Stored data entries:

⁂

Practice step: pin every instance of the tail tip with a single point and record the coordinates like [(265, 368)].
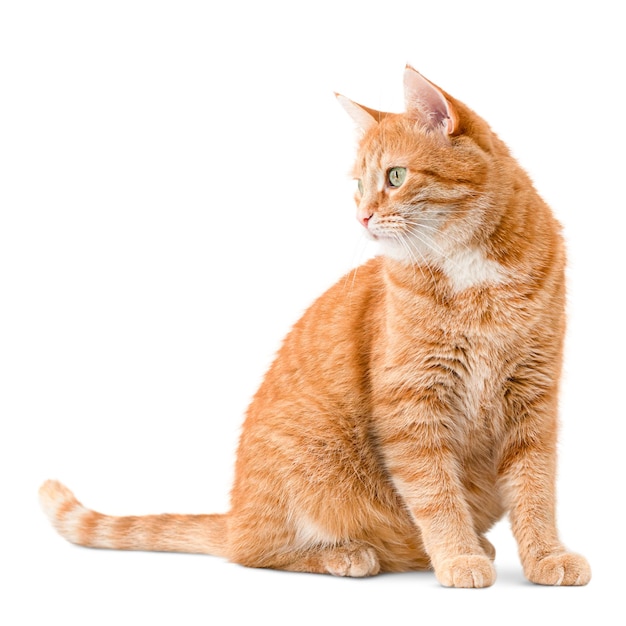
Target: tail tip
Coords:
[(53, 495)]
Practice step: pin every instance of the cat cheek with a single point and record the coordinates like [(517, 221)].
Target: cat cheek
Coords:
[(363, 215)]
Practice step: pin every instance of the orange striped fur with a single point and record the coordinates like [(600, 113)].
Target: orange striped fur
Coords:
[(415, 403)]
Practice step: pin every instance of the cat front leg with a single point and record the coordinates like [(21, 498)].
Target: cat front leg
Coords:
[(528, 482), (425, 473)]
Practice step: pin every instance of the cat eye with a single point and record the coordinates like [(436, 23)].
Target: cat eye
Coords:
[(396, 176)]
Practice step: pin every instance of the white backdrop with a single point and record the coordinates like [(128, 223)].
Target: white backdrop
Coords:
[(174, 192)]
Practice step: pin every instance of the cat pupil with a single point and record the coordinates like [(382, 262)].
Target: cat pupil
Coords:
[(396, 176)]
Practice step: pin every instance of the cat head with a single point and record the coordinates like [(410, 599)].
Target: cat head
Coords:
[(426, 178)]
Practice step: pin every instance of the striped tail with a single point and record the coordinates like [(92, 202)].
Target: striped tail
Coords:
[(200, 534)]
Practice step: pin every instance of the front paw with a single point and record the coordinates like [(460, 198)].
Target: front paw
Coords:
[(560, 569), (466, 571)]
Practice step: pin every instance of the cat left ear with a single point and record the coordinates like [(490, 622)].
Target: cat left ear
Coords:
[(364, 117), (427, 102)]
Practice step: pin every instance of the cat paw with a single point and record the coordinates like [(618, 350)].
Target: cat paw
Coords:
[(560, 569), (468, 571), (352, 560)]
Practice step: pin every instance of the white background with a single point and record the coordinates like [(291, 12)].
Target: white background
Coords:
[(174, 192)]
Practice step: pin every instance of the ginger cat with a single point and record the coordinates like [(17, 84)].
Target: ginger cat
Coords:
[(415, 404)]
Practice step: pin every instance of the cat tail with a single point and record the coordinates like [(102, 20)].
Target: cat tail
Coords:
[(200, 534)]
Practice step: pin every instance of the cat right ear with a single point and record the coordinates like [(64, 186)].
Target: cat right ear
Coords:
[(364, 117)]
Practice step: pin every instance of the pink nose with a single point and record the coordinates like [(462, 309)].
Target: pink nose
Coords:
[(364, 218)]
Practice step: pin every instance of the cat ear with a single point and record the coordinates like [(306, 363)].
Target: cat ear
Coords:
[(364, 117), (426, 102)]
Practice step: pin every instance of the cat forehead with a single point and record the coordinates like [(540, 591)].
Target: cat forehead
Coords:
[(395, 142)]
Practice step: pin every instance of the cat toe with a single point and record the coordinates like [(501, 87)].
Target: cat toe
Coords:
[(560, 569), (467, 571)]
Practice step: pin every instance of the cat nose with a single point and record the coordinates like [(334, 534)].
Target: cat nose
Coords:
[(364, 217)]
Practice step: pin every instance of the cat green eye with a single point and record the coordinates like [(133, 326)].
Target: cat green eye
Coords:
[(396, 176)]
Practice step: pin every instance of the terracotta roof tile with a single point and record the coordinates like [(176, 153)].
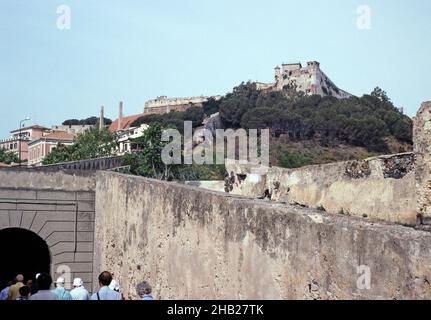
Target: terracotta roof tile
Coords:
[(125, 123)]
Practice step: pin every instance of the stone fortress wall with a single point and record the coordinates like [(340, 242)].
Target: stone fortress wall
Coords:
[(310, 80), (60, 209), (164, 104), (192, 243), (377, 188)]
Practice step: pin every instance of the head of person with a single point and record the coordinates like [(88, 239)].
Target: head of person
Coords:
[(114, 285), (19, 278), (143, 288), (105, 278), (24, 291), (59, 283), (44, 281), (77, 282)]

⁂

Try it -
Would you give the records again exactly, dropping the pictures?

Exercise result -
Practice step: pin every instance of the tail tip with a single point and record the coordinates like [(265, 368)].
Target: tail tip
Coords:
[(53, 495)]
Practice step: pin every instance of the cat cheek with a single point and record the coordinates like [(517, 221)].
Target: cat cheek
Coords:
[(363, 215)]
Practice step: pin every instance of the orange striped fur with a single point and record the coordinates like [(600, 113)].
Target: orange striped fur
Coords:
[(415, 403)]
Practice step: pin every instance of the cat front leg with a single point and record the coordinates like [(21, 498)].
Target: cat front leg
Coords:
[(528, 482), (425, 473)]
Practice step: pin every instance of the cat eye with a single point and record the coordinates like [(436, 23)].
Target: cat eye
Coords:
[(396, 176)]
Practice step: pin every instance of the white backdrop with a single point and record the coordinates like [(128, 223)].
Target: white backdrop
Coords:
[(174, 192)]
Practice step: pin every instance of the cat pupil with a single point and record the coordinates like [(382, 262)].
Target: cat pupil
Coords:
[(396, 176)]
Practice step: pin every instance of the cat head with a single point and record the coordinates like [(410, 599)].
Target: cat head
Coords:
[(426, 178)]
Practice step: pin every instance of the striped tail with a single point and record the coordinates like [(92, 202)].
Target: striped tail
Coords:
[(200, 534)]
Practice step: pin every instance of the front paw with a single point and record the coordinates like [(460, 198)].
Target: front paw
Coords:
[(560, 569), (466, 571)]
Practice step: pin every instance of the cat left ear with a single point and record the coordinates like [(490, 622)].
Target: cat left ear
Coords:
[(364, 117), (427, 102)]
Practice step: pin every instance of the cat paw with a single point and record the coordinates like [(618, 350)].
Target: cat paw
Coords:
[(560, 569), (468, 571), (352, 560)]
Practice step: pin every instance of the white background with a single point and record the coordinates like [(291, 12)].
Target: white background
Coords:
[(174, 192)]
Practice step: pin every instance of the ginger cat with a single point and record the coordinates like [(17, 84)].
Target: ginger cat
Coords:
[(415, 404)]
Practice step: pin every instance of the cat tail with a single point and record the coordinates like [(102, 20)].
Target: cat tail
Coords:
[(200, 534)]
Practice step: pin every instance of the cat right ear with a single point and record the coordinates like [(64, 186)].
Target: cat right ear
Coords:
[(364, 117)]
Practice step: pin every instance of the pink nose with a single point and record the coordinates like [(462, 309)].
Target: pink nose
Coords:
[(364, 218)]
Practice step: pin every instance of the cat ear with a single point and record the coordinates like [(306, 363)].
Target: cat ear
Coords:
[(364, 117), (426, 102)]
Practice step: pin every instance of the cat forehead with a single point and record the coordinates like [(540, 591)].
Target: cat forehead
Coords:
[(395, 142)]
Practice step: pin every instance of the cat toe with a single point and record the coordinates like [(501, 87)].
Target: cat toe
Coords:
[(560, 569), (467, 571)]
Practice step: pin every instance of the cat nose with a single point and record the coordinates like [(334, 534)].
Target: cat nose
Coords:
[(364, 217)]
Practice step: pin every instance of the cat green eye with a single point and record the coordinates like [(133, 326)].
Target: cat green eye
Coords:
[(396, 176)]
Practice step: pin every instance of the terracotta roof tile with a single point and record the coordinates like [(176, 153)].
Target: terracotta roof tile
Coords:
[(125, 123)]
Practice step: pin every instance of the stone fortress wall with a single point and record the coordinates like [(340, 242)].
Target: stone fortress wall
Coords:
[(310, 80), (60, 209), (164, 104), (192, 243), (377, 188)]
Practice step: pin every instance of the head of person with a single point and record the coordinates like [(88, 239)].
Target: head of person
Coords:
[(114, 285), (19, 278), (143, 288), (105, 278), (24, 291), (59, 283), (44, 281), (77, 282)]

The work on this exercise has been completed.